ACTION ITEM — Please report every line of the listing below that has the word "building" in it.

SUPPLIED DATA —

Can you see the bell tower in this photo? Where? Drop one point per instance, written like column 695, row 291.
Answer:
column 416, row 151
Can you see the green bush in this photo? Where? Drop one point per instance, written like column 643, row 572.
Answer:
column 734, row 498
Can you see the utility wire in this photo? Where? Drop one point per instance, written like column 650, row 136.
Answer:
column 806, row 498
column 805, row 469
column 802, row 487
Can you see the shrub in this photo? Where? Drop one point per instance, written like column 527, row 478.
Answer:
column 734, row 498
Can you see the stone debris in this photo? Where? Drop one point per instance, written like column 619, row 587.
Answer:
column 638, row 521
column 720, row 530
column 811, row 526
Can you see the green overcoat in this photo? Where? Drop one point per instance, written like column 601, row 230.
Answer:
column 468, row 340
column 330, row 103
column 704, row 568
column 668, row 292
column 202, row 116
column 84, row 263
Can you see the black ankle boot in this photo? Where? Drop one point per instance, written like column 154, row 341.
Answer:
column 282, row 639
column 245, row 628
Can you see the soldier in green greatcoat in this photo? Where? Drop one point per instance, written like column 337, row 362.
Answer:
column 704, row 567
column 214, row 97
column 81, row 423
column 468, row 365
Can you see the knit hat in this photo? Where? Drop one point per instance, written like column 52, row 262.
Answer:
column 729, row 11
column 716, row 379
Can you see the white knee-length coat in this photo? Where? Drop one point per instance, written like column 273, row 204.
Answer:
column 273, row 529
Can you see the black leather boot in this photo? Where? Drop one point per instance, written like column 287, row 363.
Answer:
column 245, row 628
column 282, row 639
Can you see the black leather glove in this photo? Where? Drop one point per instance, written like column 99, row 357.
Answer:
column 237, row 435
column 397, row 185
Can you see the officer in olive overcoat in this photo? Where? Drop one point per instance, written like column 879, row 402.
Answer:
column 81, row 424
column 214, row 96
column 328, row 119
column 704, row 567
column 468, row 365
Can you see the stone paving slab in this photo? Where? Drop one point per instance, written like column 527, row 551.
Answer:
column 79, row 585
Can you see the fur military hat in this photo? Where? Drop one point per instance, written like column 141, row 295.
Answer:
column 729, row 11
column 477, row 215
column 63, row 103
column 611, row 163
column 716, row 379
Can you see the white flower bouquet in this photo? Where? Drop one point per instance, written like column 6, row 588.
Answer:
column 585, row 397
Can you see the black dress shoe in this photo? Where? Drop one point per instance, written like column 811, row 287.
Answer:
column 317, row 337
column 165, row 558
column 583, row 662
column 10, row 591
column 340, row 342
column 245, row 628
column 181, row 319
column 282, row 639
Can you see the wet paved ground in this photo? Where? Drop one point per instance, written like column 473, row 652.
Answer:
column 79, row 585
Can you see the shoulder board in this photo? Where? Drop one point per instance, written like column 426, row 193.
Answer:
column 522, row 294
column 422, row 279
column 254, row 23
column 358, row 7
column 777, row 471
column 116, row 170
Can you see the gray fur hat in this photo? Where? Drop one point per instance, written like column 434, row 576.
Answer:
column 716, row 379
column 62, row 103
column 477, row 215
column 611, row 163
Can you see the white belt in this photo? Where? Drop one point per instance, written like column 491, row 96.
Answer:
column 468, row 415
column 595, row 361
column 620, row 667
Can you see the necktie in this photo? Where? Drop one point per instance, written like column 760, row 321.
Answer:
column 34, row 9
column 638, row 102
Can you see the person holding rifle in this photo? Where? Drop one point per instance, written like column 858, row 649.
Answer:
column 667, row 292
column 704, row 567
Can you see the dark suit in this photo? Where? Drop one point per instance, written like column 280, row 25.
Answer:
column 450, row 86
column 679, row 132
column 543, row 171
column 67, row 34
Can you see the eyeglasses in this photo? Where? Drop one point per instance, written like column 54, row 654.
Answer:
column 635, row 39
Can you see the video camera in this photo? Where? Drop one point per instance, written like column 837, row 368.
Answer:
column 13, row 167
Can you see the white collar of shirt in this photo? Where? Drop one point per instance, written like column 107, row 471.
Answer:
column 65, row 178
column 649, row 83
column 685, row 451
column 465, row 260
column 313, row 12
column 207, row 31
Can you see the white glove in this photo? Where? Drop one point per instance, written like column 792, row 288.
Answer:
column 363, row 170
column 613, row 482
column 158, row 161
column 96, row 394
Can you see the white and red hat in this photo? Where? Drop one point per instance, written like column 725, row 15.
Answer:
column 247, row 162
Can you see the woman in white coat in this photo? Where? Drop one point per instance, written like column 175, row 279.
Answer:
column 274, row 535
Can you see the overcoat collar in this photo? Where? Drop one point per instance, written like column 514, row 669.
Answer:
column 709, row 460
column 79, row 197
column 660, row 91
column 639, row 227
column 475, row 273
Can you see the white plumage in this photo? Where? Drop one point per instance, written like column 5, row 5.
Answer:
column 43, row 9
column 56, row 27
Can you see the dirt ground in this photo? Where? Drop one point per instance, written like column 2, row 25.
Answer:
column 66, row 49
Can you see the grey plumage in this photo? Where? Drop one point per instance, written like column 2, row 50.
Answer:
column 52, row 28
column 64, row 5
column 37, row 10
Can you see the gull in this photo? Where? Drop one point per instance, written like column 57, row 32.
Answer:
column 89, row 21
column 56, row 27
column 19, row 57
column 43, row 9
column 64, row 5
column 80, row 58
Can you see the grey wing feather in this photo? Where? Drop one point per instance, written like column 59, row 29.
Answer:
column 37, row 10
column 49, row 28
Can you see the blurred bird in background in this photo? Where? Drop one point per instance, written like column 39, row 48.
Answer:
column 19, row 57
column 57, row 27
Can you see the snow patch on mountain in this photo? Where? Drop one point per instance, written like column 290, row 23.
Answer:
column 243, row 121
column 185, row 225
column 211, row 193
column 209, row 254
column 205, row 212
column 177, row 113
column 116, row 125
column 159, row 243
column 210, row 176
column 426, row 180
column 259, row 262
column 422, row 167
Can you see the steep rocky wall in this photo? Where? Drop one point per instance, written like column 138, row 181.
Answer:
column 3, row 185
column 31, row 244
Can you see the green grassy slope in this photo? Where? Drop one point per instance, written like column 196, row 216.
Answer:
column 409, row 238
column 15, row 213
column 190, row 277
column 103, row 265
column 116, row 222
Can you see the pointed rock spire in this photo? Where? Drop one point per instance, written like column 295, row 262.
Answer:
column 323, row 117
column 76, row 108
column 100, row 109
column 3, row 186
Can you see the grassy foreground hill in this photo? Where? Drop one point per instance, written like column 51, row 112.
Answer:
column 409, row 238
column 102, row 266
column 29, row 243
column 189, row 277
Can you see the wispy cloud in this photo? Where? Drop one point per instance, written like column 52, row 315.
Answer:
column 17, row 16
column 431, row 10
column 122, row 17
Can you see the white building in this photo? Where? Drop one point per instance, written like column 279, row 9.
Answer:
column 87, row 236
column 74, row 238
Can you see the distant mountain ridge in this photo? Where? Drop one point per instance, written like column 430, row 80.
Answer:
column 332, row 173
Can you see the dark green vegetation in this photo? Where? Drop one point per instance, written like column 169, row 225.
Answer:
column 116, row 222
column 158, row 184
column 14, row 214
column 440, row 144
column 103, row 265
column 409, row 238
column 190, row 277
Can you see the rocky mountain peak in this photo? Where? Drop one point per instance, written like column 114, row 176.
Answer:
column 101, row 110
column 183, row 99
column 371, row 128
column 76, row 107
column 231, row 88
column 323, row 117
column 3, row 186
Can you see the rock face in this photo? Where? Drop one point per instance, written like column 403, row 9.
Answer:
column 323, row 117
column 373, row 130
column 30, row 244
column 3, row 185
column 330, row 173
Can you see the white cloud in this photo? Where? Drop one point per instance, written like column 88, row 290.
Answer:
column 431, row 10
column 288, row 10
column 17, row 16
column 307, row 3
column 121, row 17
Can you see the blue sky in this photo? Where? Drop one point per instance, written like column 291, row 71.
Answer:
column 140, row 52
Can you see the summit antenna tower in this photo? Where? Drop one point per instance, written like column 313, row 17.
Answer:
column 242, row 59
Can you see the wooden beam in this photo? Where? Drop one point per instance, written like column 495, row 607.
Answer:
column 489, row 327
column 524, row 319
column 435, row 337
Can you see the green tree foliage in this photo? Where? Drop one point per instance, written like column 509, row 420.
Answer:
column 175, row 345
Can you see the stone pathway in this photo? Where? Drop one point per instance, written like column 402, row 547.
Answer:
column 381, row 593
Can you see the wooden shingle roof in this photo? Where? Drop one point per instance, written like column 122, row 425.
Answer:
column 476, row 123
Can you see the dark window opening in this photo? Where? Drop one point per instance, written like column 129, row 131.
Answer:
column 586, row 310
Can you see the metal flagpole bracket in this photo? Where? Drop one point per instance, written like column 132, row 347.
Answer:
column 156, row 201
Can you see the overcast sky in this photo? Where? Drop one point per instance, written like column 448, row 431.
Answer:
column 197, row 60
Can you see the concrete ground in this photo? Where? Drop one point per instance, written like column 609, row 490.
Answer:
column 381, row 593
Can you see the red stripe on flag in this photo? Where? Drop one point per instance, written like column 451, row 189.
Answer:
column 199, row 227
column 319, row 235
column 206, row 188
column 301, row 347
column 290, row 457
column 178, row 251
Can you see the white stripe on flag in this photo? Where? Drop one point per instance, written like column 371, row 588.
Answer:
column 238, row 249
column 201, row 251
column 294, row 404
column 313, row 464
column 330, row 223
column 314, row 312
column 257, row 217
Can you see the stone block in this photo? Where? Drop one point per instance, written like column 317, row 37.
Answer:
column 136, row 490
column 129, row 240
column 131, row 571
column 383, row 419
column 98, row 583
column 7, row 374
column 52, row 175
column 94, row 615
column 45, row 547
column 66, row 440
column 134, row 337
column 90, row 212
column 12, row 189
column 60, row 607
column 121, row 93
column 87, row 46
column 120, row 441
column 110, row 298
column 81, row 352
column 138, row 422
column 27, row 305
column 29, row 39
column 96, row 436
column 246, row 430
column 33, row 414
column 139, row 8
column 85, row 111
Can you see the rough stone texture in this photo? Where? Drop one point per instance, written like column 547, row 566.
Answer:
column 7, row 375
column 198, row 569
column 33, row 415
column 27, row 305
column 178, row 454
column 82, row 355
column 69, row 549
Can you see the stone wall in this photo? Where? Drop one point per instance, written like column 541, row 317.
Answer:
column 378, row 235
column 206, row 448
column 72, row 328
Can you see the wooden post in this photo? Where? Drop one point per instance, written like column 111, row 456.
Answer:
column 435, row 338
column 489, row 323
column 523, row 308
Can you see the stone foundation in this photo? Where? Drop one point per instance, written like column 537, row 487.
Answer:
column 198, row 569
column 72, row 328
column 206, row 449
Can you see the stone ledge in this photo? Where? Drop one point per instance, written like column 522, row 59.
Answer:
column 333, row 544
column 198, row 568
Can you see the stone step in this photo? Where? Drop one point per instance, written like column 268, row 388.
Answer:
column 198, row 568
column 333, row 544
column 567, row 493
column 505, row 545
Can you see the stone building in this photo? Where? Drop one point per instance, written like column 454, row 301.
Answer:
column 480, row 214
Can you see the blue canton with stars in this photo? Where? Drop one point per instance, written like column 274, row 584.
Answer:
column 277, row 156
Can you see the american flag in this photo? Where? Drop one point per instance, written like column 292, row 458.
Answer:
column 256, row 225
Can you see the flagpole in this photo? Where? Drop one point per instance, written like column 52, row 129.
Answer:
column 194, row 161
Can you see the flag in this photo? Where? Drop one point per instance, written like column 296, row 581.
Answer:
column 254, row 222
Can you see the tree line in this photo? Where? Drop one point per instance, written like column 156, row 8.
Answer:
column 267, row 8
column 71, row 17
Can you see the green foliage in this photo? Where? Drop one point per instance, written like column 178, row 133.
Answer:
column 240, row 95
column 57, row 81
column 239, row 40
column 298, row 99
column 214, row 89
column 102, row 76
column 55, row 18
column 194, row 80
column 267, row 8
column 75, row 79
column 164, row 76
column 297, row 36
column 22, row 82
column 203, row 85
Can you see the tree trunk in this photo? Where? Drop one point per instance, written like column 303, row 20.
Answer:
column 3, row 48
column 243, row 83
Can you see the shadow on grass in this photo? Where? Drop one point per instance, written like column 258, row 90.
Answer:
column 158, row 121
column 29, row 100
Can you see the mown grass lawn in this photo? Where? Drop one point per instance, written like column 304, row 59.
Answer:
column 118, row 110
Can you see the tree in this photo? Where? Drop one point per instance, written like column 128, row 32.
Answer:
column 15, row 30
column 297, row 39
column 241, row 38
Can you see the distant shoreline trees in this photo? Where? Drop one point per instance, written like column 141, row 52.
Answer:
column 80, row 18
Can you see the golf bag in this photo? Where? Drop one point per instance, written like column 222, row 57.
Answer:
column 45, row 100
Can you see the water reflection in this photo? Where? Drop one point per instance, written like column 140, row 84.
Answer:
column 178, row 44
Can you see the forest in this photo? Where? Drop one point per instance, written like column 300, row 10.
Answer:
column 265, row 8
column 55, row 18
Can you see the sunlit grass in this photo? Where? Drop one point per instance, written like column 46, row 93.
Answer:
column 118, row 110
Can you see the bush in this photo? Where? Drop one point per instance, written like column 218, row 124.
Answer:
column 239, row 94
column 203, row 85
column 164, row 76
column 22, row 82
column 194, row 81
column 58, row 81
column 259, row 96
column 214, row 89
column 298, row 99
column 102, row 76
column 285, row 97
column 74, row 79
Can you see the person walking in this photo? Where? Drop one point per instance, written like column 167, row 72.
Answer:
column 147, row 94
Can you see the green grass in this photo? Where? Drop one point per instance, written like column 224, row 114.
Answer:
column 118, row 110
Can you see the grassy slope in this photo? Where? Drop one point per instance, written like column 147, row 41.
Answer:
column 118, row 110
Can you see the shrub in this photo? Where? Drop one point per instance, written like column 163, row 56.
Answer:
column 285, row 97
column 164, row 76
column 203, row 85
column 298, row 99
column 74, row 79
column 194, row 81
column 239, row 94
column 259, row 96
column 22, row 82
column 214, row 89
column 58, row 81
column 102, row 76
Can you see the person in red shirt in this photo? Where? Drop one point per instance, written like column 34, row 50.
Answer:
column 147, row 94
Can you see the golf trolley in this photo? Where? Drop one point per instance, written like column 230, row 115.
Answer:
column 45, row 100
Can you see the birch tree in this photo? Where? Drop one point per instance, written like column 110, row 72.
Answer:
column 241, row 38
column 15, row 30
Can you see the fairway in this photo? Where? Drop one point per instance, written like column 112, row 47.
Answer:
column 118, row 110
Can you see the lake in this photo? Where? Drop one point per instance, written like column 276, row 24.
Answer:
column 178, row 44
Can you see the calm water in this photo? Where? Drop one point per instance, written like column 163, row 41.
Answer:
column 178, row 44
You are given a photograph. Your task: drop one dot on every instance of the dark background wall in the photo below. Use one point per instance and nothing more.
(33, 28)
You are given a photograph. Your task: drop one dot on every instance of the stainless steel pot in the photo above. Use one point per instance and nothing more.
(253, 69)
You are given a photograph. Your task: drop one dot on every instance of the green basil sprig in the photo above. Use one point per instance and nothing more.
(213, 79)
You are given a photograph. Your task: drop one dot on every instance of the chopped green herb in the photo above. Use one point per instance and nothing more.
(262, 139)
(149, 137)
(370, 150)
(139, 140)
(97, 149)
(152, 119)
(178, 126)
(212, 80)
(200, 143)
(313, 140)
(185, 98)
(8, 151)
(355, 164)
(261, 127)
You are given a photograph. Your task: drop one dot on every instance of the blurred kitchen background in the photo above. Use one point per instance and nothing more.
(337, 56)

REPLY TO THE TASK —
Can you see the white building in this photo? Where? Drop one point per instance, written like column 279, row 9.
Can you see the stone building in this photo? Where? Drop one point per instance, written like column 454, row 301.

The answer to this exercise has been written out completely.